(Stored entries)
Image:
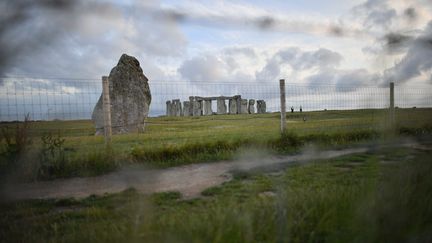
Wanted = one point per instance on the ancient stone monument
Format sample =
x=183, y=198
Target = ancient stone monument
x=251, y=107
x=130, y=98
x=261, y=107
x=198, y=106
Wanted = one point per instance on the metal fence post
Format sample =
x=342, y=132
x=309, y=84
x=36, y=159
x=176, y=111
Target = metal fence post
x=106, y=110
x=283, y=105
x=392, y=110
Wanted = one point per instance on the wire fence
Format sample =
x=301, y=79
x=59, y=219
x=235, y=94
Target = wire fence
x=73, y=100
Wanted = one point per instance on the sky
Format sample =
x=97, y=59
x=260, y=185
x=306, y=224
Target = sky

◆ Do this ◆
Reproduce every line of the entries above verbatim, leaving out the pictures.

◆ Solution ◆
Image:
Wanted = one point per instance on the ancient stone monument
Format sample =
x=183, y=198
Target = ancient stone monument
x=251, y=107
x=130, y=98
x=261, y=107
x=198, y=106
Wanted = one point per instance on the metal fence post
Format sample =
x=342, y=132
x=309, y=84
x=36, y=159
x=176, y=111
Target = metal fence post
x=106, y=110
x=283, y=105
x=392, y=110
Wanted = one point per instance on the wire fence
Format sample =
x=301, y=79
x=59, y=219
x=235, y=94
Target = wire fence
x=73, y=100
Wanted = one point per instance on the sky
Format sample =
x=97, y=59
x=260, y=185
x=306, y=224
Target = sky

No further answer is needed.